Daftar Tugas:
[1] Jawab pertanyaan berikut berdasarkan tulisan tentang mudik ke Klaten:
(a) Pada libur lebaran bulan dan tahun berapa perjalanan pulang kampung itu berlangsung?
(b) Di desa dan kecamatan mana letak rumah di Klaten yang dituju?
(c) Kendaraan apa yang sebelumnya selalu dipakai saat berlebaran ke Klaten?
[2] Teruskan tulisan tentang mudik ke Klaten, mulai setelah kalimat terakhir yang tercantum.

Sabtu, April 12, 2014

Mobil diderek 3 kali tak menyurutkan rinduku untuk pulang Klaten

Momen saat memberi makan sapi di rumah nenek buyut, Desa Bayat, Klaten
Peta Mudik lebaran :)
Nduk, kapan tekane, Azel rak ora rewel tho ? (Nduk, kapan sampainya, Azel enggak rewel kan ?),” pertanyaan itu yang selalu Bapak atau Ibu tanyakan selama perjalanan saya pulang kampung ke kota kelahiran, Klaten, saat libur lebaran Agustus 2013 kemarin. Maklum, sebagai kakek dan nenek pasti mereka sudah tidak sabar ingin ketemu cucunya. Saya selalu menjawab “Maceeeet, doain ya Mi semoga lancar...” 


Long..looong journey
Jujur, saat mudik kemarin ada beberapa hambatan yang kami temui selama dalam perjalanan. Mungkin kurang persiapan atau kurang banyak doa entahlah. Hal itulah yang membuat saya tidak bisa memastikan berapa jam lagi bisa sampai rumah tepatnya di Desa Besole, Kecamatan Ceper, Klaten. Eits, meski titelnya desa, tapi rumah saya sebenarnya berada dipinggir jalan raya Solo-Yogya lho, kalau lewat mampir ya hehe...
Hamparan sawah di tanah kelahiranku, Bayat, Klaten
Pulang kampung bermobil (dengan personil suami, saya, dan anak yang masih 2,5 tahun) melalui jalur darat saat lebaran kemarin merupakan pengalaman pertama kami. Rasa excited dan deg-degan campur aduk jadi satu, apalagi cerita teman-teman kalau mudik ke Jawa lewat jalur Pantura bisa memakan waktu 20 jam sekali jalan. Kami sebelumnya selalu naik kereta jika tiba giliran berlebaran ke Klaten.

Data Terekstraksi:

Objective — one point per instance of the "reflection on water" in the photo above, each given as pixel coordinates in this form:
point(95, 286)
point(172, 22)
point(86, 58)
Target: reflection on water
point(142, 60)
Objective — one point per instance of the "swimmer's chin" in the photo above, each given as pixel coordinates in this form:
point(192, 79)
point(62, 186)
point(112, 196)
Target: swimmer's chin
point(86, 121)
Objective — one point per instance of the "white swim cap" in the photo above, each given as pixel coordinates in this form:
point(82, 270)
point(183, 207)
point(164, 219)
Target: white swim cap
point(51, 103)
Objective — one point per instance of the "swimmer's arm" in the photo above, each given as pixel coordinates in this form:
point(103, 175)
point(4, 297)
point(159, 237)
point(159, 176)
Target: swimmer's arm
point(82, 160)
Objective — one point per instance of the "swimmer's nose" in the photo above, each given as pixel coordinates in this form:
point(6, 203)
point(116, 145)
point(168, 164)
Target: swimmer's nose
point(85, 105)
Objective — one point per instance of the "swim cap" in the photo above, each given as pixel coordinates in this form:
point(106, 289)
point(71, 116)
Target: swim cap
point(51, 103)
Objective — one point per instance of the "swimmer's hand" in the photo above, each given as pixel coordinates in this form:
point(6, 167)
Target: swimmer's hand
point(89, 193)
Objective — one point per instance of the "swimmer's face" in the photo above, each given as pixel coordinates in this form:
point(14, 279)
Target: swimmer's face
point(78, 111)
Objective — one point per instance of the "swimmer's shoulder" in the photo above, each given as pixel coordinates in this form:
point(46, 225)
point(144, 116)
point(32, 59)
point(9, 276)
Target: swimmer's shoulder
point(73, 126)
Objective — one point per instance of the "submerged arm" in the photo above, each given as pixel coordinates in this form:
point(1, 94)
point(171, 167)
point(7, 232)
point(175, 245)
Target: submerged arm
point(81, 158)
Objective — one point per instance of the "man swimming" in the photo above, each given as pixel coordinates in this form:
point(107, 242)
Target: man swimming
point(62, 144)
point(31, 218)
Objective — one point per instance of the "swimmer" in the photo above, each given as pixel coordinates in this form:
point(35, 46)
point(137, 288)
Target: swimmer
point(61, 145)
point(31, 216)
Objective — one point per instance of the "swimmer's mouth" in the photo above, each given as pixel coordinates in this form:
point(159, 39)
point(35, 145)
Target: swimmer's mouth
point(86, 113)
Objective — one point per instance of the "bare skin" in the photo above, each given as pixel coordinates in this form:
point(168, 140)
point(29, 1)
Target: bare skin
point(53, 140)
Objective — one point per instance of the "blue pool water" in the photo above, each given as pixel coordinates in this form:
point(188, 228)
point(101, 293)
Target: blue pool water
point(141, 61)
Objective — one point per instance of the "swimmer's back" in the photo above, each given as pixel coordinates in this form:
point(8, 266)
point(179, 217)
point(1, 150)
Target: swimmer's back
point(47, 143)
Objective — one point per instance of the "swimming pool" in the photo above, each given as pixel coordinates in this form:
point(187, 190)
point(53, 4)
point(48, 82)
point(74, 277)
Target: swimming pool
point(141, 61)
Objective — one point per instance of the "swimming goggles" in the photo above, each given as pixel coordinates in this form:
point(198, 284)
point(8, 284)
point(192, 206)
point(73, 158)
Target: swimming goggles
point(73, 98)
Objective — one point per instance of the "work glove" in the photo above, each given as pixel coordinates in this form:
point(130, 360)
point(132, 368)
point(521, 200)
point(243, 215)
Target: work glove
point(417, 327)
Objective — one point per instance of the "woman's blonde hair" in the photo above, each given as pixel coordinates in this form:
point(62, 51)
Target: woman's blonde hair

Jawaban Latihan:
[1]
(a) Agustus 2013.
(b) Desa Besole, Kecamatan Ceper.
(c) Kereta.

[2]
Azel bersama Mbah Kung (ayahku)
Kalau diingat dan diceritakan kembali pengalaman mudik lebaran 2013 kemarin pasti saya selalu ngelus dada karena kebangetan lelakone (kejadiannya), ketawa, dan kesal bercampur jadi satu. Bagaimana tidak, H-5 sebelum lebaran sesuai rencana selepas Sholat Isya kami berangkat dengan harapan bisa sampai Klaten keesokan paginya, kenyataannya kami malah harus berangkat esok dan itupun tanpa kepastian yang jelas !

Ijo royo-royo, suasana desa
Kejadian itu bermula dari mobil pribadi kami tiba-tiba mogok di dalam tol daerah Karawang Barat. Untungnya (nah, meski cobaan tapi masih tetep untung) saat mendengar kejanggalan; suara air mengucur dibagian bawah mobil, suami saya tanpa pikir panjang spontan mengarahkan mobil ke lajur kiri, padahal saat itu laju mobil kami sedang kencang-kencangnya dan di lajur paling kanan pula. Pekik suara klakson mobil lain tidak usah ditanya, bikin budeg teramat sangat.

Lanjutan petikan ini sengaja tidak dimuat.